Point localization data
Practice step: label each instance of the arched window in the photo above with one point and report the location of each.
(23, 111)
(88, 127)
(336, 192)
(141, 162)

About this task -
The complete set of entries above must be reproduced verbatim.

Your solution -
Practice step: label each instance of the arched window in the photo above with one point and report the location of each.
(23, 111)
(88, 127)
(336, 192)
(141, 162)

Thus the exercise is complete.